## Task instructions
In the passage on Russ and Haraway, what does Haraway say it means to be feminized, in the first item she lists?

## Passage shown
────────
While the elimination of binaries such as public/private and subject/object seem to signal profound liberation, Russ’s insistence that work has simply taken over the binary of work/leisure once again returns us to the question of the meaning of “work” in such a fluid sphere.

 

I would argue that despite her sense that “work” was in the process of being evacuated of its original economic meanings in the late 1960s, Russ was convinced that women should not relinquish their new-found purchase on this concept. Both Janet’s role as an embodiment of the need to work, and the apparent absence of a meaningful alternative to work, suggest that, while Whileawayans complain about work, they also claim it as their ontology. Even as their lives move closer to complete freedom, their notion of themselves as workers bound to a collective future continues unabated. For Russ, it appears, the course on which women had set themselves in the early days of the second wave was inextricably connected with a notion of “work.” The female worker was, de facto, a feminist, and, conversely, the feminist was a female worker.

 

It is precisely here, from within Russ’s contradictory utopia of automated feminist work, that we should place her text in dialogue with one of its theoretical progeny, Donna Haraway’s “A Manifesto for Cyborgs.” For the distance between Russ’s complex notion of the continuation of work in an automated society as feminist and Haraway’s understanding of it as feminized suggests the particular relevance of Russ’s thinking about women and postindustrial work for us today. Reading Russ’s text at the intersection of New Left and liberal feminist politics begins to answer Mary Ann Doane’s implicit invitation to historicize Haraway’s contemporary notion of the “cyborg.”26

 

Russ’s characterization of life on Whileaway as one without binaries–where “everything becomes translated instantly into its own inside”–is strikingly similar to what Donna Haraway describes as “the eradication of ‘public life’ for everyone” in her contemporary meditation on cybernetics and feminism (192):

 

Let me summarize the picture of women's historical locations in advanced industrial societies, as these positions have been restructured partly through the social relations of science and technology. If it was ever possible ideologically to characterize women's lives by the distinction of public and private domains--suggested by images of the division of working-class life into factory and home, of bourgeois life into market and home, and of gender existence into personal and political realms--it is now a totally misleading ideology, even to show how both terms of these dichotomies construct each other in practice and in theory. (193-94)

 

In some senses, the superficial similarity between Haraway’s and Russ’s visions here is not difficult to understand. Haraway explicitly names Russ as one of the inspirations for her thinking about contemporary workers as “cyborgs.” Unlike Russ, who celebrates the evaporation of the public/private binary as part of her utopia, however, Haraway characterizes this “privatization” as part of a trend that she describes as the “feminization” of work:

 

Work is being redefined as both literally female and feminized, whether performed by men or women. To be feminized means to be made extremely vulnerable; able to be disassembled, reassembled, exploited as a reserve labor force; seen less as workers than as servers; subjected to time arrangements on and off the paid job that make a mockery of a limited work day; leading an existence that always borders on being obscene, out of place, and reducible to sex. (190)
────────
## Material supplied
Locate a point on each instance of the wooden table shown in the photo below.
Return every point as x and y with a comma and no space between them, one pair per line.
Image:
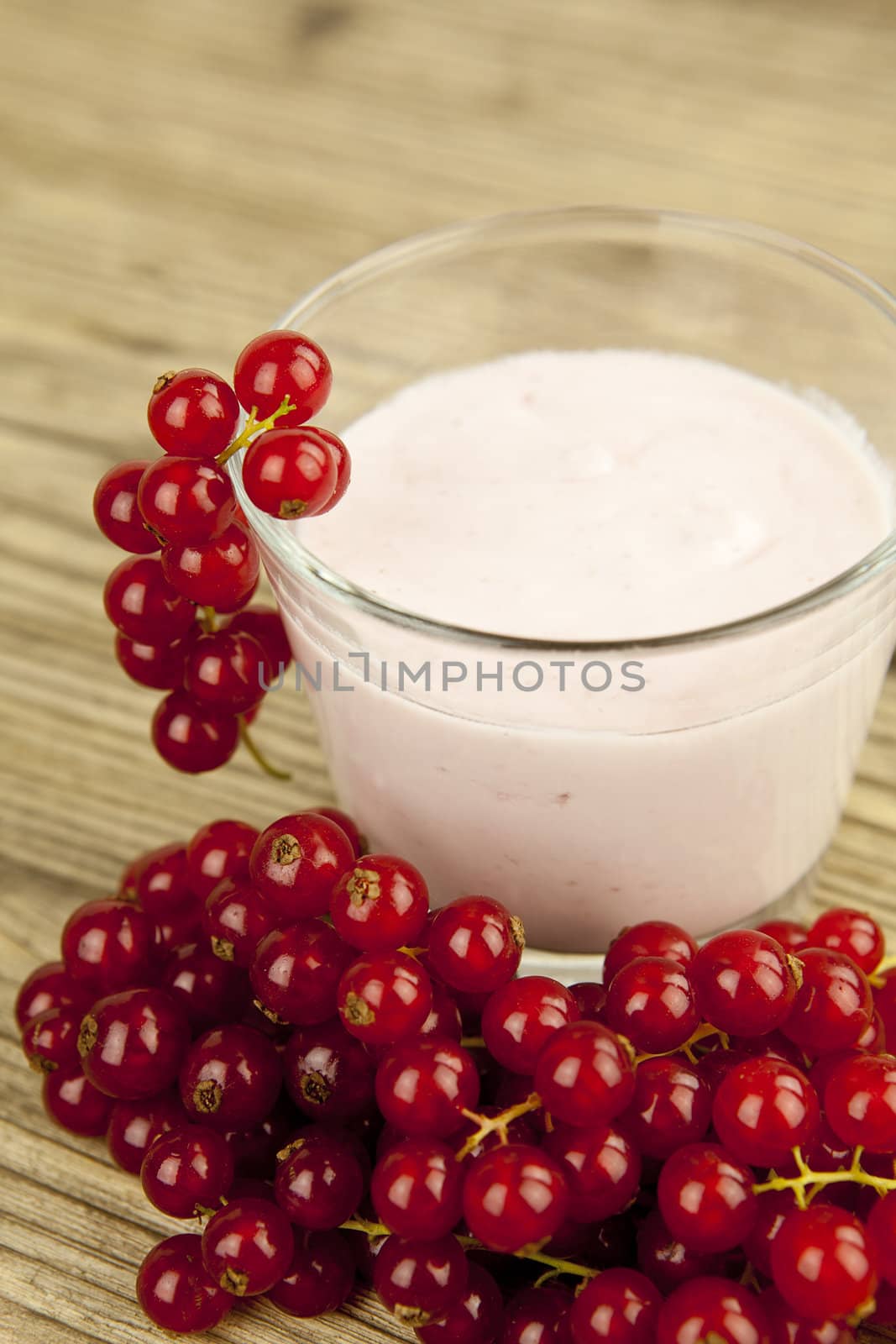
175,174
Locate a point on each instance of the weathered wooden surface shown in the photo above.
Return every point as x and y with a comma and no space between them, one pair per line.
172,176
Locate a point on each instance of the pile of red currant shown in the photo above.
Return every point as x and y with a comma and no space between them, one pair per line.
181,616
286,1045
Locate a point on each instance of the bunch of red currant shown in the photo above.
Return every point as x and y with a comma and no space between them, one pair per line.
286,1043
181,617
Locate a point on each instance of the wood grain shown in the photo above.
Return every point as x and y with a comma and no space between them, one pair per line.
174,175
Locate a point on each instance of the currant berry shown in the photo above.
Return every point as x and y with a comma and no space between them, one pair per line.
297,862
824,1263
320,1182
282,365
134,1126
114,508
584,1074
474,945
187,1171
652,1001
652,938
175,1290
143,604
860,1102
425,1085
192,738
186,499
712,1310
248,1247
602,1169
763,1109
383,998
417,1189
320,1277
745,983
228,672
221,573
132,1043
208,990
621,1307
329,1075
667,1261
289,472
705,1198
343,468
296,972
672,1106
853,933
521,1016
47,987
50,1039
73,1101
217,851
230,1079
419,1281
156,665
235,920
107,945
833,1005
380,904
192,413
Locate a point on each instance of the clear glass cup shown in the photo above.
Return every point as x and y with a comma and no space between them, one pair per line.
710,796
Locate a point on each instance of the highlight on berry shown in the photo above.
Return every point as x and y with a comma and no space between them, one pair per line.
179,602
329,1084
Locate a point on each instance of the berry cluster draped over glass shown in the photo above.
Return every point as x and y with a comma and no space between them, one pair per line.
181,601
286,1045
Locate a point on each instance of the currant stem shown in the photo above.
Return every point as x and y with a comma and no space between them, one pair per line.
492,1124
257,754
815,1182
251,428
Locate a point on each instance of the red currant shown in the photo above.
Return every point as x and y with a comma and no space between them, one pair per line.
320,1276
320,1182
329,1075
602,1169
248,1247
853,933
175,1290
652,938
763,1109
297,862
705,1198
584,1074
143,604
652,1001
423,1085
230,1079
474,944
289,472
824,1263
186,499
114,508
745,983
672,1106
107,945
521,1016
192,413
221,571
833,1005
282,365
380,904
712,1310
618,1307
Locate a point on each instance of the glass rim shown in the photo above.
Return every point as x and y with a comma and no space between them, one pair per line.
445,239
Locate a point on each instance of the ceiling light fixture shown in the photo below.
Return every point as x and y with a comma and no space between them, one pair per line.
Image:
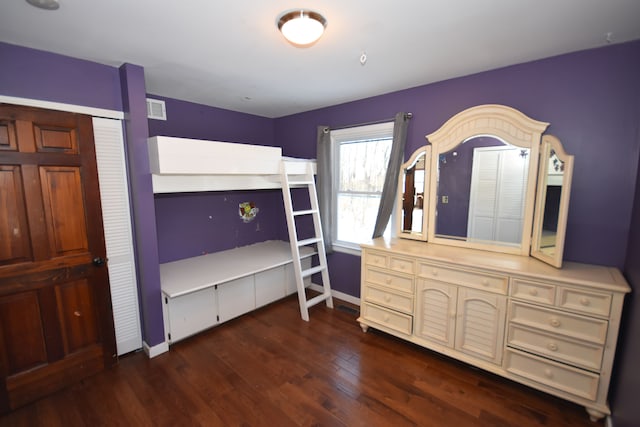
302,28
45,4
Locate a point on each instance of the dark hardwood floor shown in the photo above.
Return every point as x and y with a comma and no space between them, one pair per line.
270,368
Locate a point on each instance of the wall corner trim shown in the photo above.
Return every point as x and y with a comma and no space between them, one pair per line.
71,108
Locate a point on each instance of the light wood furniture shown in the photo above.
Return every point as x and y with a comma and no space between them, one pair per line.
204,291
552,329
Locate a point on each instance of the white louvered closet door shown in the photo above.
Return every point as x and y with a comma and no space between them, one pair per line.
114,193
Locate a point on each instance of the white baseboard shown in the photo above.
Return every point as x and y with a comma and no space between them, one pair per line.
608,422
156,350
337,294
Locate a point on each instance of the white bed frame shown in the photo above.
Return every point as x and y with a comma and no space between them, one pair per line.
189,165
203,291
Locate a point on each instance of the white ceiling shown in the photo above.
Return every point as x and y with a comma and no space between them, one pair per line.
229,54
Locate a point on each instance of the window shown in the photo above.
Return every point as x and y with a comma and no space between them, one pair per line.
361,156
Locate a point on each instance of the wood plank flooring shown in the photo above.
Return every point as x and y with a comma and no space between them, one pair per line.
270,368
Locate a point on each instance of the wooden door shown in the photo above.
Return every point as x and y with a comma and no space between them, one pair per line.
56,323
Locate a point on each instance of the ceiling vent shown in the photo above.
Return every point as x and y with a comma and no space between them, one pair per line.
156,109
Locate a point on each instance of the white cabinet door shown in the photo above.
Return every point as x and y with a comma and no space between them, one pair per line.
189,314
436,311
270,286
236,298
480,324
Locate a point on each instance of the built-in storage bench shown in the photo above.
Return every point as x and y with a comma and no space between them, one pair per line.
203,291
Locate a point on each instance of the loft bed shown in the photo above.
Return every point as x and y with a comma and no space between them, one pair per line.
190,165
204,291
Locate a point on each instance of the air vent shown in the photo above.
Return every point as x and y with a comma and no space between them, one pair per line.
156,109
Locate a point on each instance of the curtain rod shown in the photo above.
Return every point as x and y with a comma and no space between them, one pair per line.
406,115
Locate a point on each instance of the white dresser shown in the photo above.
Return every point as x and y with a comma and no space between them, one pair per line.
552,329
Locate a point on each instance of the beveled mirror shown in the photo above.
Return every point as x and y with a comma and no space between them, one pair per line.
413,190
484,166
552,201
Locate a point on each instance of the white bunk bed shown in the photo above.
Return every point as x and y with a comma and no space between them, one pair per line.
204,291
189,165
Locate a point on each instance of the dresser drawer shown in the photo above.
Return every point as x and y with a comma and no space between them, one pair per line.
533,291
389,318
561,377
389,280
389,298
488,282
569,325
590,302
377,259
556,347
402,265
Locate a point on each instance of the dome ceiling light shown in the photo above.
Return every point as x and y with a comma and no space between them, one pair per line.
302,28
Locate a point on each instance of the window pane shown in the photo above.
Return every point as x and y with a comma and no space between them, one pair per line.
356,217
363,165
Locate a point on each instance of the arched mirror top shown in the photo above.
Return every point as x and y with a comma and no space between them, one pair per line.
503,122
484,167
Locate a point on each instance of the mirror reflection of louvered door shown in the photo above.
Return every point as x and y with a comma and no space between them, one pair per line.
498,186
56,323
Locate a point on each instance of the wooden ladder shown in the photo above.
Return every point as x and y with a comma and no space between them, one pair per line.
307,180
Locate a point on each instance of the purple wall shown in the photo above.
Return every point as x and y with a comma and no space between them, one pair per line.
591,100
184,226
35,74
626,385
194,224
189,120
148,269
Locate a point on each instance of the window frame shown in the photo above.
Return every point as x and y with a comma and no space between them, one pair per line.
352,134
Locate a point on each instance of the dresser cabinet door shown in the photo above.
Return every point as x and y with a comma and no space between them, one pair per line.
436,311
480,324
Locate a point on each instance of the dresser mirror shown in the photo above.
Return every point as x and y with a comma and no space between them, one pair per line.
480,186
552,201
413,188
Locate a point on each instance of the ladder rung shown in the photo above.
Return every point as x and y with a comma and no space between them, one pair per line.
307,212
318,298
312,271
306,242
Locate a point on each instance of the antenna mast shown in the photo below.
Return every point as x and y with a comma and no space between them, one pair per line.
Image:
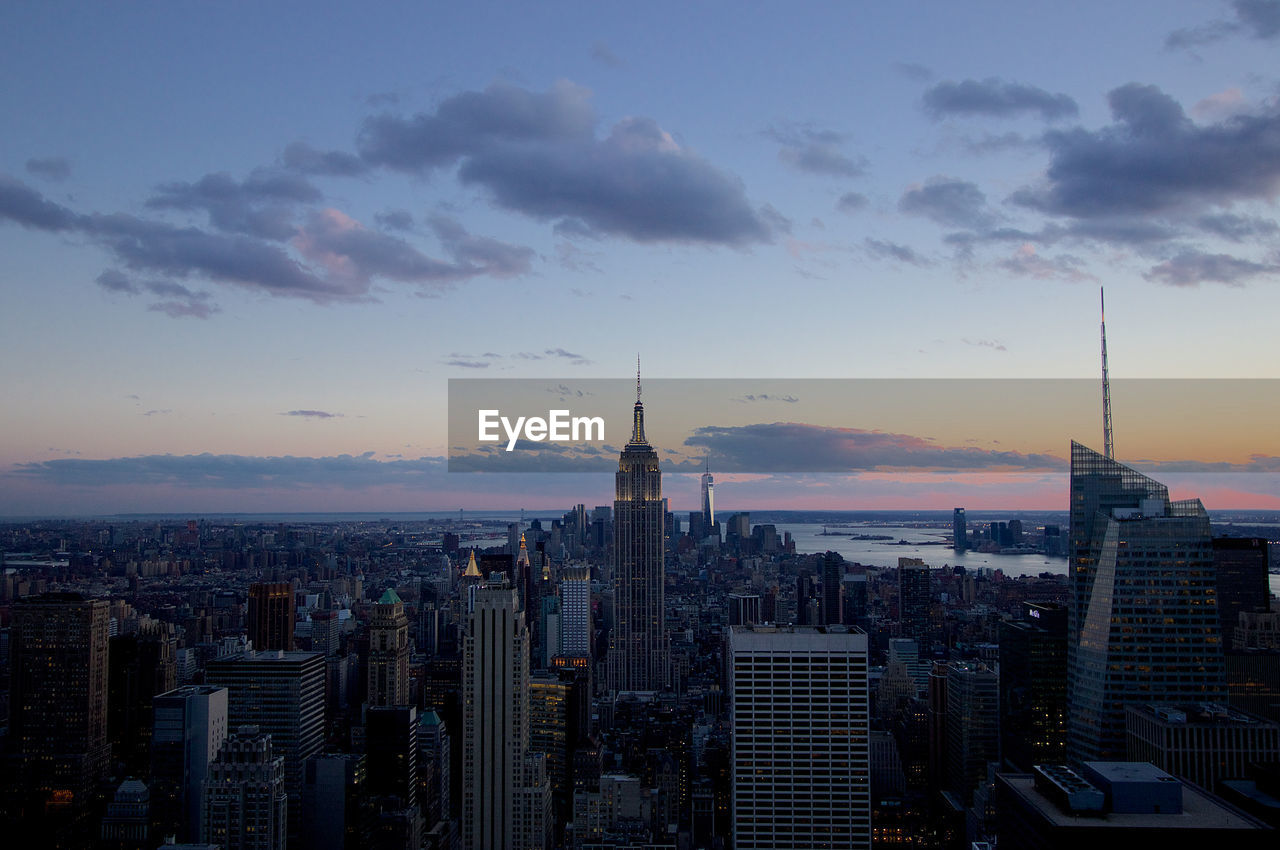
────────
## Complete response
To be made extremely vulnerable.